[Point localization data]
=== Section Start ===
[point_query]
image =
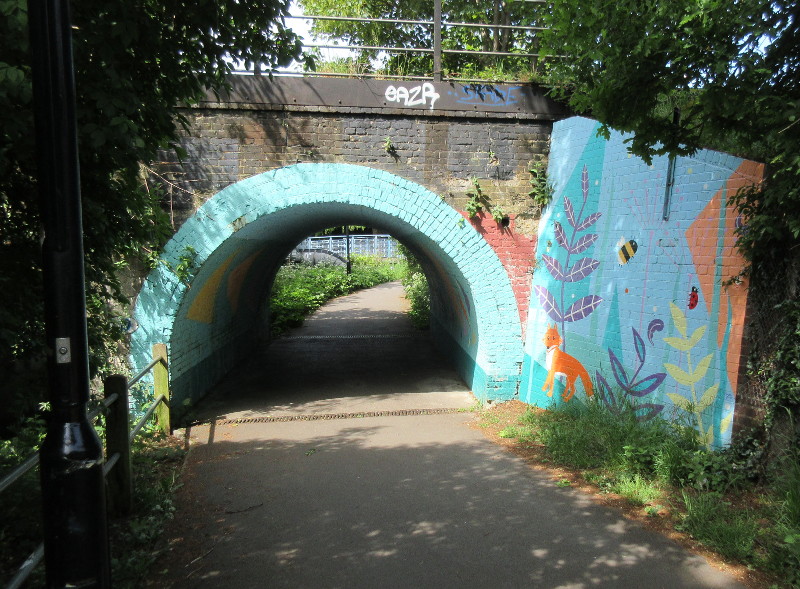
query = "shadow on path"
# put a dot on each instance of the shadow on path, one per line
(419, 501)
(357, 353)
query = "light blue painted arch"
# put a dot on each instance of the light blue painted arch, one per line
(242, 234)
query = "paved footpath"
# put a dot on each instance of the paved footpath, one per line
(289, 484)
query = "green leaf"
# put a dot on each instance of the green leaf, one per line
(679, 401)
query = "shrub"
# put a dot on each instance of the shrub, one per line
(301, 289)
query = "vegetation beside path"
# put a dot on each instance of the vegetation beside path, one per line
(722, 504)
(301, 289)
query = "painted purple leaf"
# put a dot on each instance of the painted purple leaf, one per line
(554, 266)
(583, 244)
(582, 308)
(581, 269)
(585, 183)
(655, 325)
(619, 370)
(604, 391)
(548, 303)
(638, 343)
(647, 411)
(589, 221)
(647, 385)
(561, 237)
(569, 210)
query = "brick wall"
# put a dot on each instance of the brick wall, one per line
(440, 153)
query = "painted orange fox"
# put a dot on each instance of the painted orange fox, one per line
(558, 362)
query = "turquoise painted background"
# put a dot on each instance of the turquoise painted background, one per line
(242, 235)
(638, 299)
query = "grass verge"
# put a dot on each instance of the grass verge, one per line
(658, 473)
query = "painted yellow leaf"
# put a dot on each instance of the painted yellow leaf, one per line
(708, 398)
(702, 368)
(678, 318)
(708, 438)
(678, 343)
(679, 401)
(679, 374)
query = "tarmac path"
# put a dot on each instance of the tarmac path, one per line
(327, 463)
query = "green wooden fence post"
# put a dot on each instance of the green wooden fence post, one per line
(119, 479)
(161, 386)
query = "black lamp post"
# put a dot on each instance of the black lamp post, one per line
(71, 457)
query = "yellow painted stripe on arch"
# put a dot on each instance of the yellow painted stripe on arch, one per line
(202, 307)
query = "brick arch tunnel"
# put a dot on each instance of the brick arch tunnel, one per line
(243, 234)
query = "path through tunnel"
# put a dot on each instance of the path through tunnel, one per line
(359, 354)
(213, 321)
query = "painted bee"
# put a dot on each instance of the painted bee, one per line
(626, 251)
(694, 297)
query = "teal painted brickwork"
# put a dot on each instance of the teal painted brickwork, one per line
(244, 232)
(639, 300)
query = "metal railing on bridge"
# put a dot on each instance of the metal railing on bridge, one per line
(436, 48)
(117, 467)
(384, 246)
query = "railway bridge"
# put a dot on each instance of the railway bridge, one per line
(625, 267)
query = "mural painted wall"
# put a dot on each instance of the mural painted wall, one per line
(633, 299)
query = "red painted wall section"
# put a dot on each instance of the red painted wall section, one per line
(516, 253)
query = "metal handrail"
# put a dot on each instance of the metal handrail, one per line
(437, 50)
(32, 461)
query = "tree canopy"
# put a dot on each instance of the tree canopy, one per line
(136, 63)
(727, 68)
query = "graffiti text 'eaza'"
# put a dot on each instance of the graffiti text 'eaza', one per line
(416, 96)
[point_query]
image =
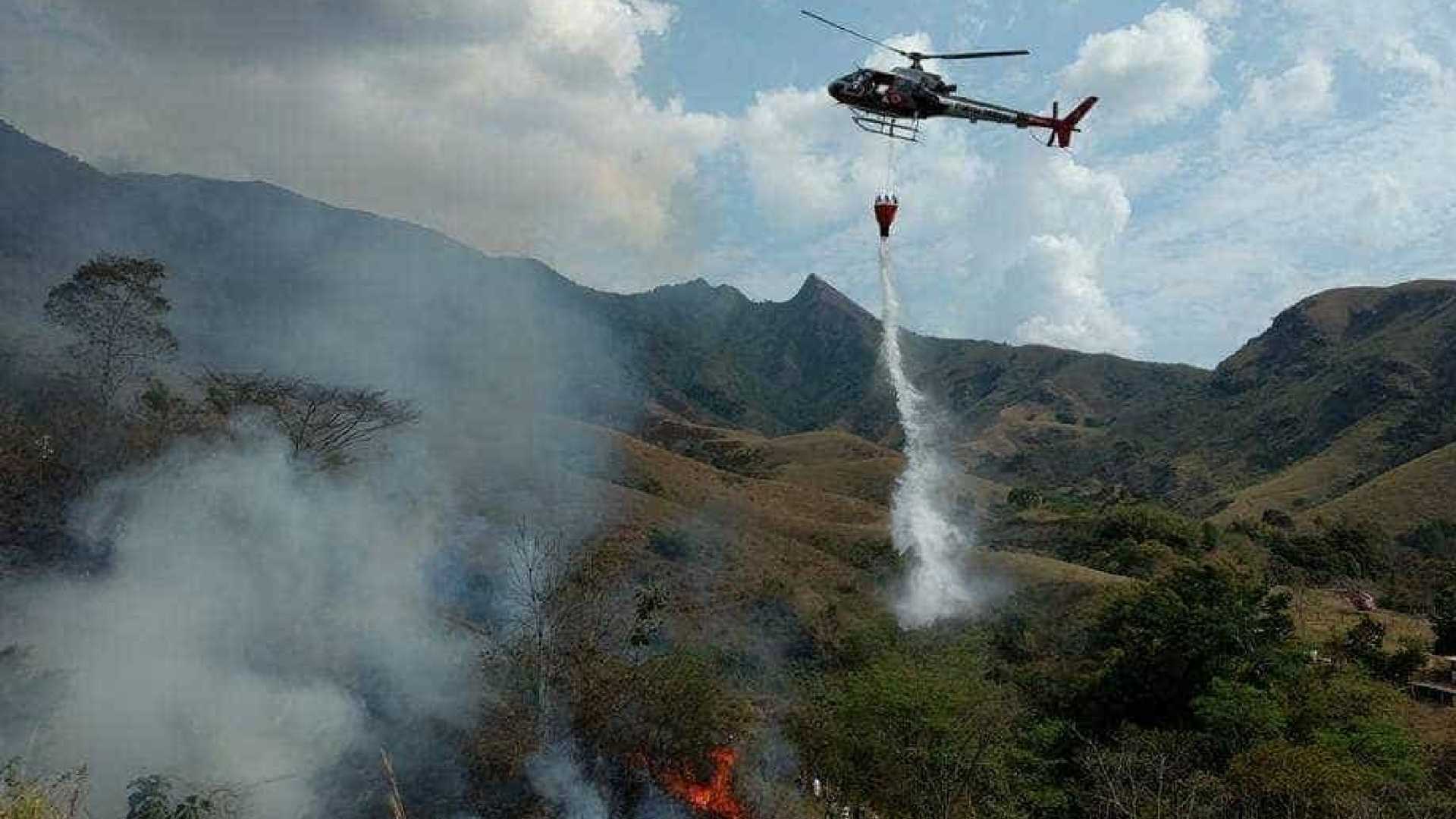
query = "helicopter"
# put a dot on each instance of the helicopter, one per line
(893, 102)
=== Section End ===
■ **Exercise aim**
Copy out the records above in full, exactly as written, but not the pictures.

■ **Output for this exercise**
[point_query]
image =
query = "shadow on path"
# put a dot on each instance of the shadow on path, one per line
(419, 501)
(357, 353)
query = "light blue painted arch"
# put a dot on each instance of the light blue painted arch, one per line
(242, 234)
query = "paved footpath"
# put a dot on each instance of the paved footpath, one per line
(289, 484)
query = "green leaf"
# put a dot on each instance of the green leaf, one per line
(679, 401)
query = "shrub"
# put a dot on each instance of the shrub, one per line
(301, 289)
query = "vegetation beside path"
# put a dot on each instance of the vegetation beside path, one per line
(722, 504)
(301, 289)
query = "painted purple leaf"
# put a dot on each instance of the painted purple leaf, one per line
(554, 266)
(583, 244)
(582, 308)
(581, 269)
(585, 183)
(655, 325)
(619, 370)
(604, 391)
(548, 303)
(638, 343)
(647, 411)
(589, 221)
(647, 385)
(561, 237)
(569, 210)
query = "brick wall"
# put a dot on each instance of the brick wall, one per line
(440, 153)
query = "painted orange fox"
# put a dot on each instance of the painted orange fox, one per line
(558, 362)
query = "turquoise painted background"
# put a dot on each instance of the turquoise painted background, one per line
(242, 235)
(638, 299)
query = "grass verge"
# put a dot on each instance of the grass verge, one per line
(658, 473)
query = "painted yellow leaf"
# put a dot on each instance of the painted yellow leaf, one per line
(708, 398)
(702, 368)
(678, 318)
(708, 438)
(678, 343)
(679, 401)
(679, 374)
query = "tarmac path"
# put a dot on each instance of the tarmac path, one per line
(327, 463)
query = "green wooden fence post"
# put a dot on each instance of the green wooden fence post, one per line
(119, 479)
(161, 386)
query = "black lamp post"
# put a dot on each instance of the black lamp post, one per line
(71, 457)
query = "yellow painted stripe on arch"
# put a dot on each instance of the yellow painted stripe on arch, one per line
(202, 307)
query = "brick arch tunnel"
# put a dot on each instance of the brick arch tunnel, one per line
(243, 234)
query = "path through tunnel"
# put a dot on each instance of the path through tunnel, one per line
(359, 354)
(213, 321)
query = "painted bee"
# put a dot on each instance of the painted bee, one per line
(626, 251)
(694, 297)
query = "teal painted brickwork"
# put a dot on each instance of the teal painted brickwork, one per line
(244, 232)
(639, 300)
query = "metal railing on bridge"
# put a dot on each instance of the metal railing on bridge, one per line
(436, 48)
(117, 467)
(384, 246)
query = "railway bridge"
# put a dot on each instance of the railway bridge, one per line
(625, 267)
query = "mural painted wall"
# put a dot on each instance of the mural painted wall, one per line
(633, 299)
query = "red painted wall section"
# put a dot on each instance of the red painted wall section, one per line
(516, 253)
query = "metal handrail"
# put a dot on each instance of the metal handrail, one per line
(437, 50)
(32, 461)
query = "tree canopy"
# put a dot on each instance of the tree canopy, one per line
(136, 63)
(727, 68)
query = "graffiti text 'eaza'"
# put a dot on each instance of the graffiti text 'eaza', one per line
(416, 96)
[point_query]
image =
query = "helicopter"
# put a dot on each instance of the helicopter, one per line
(893, 102)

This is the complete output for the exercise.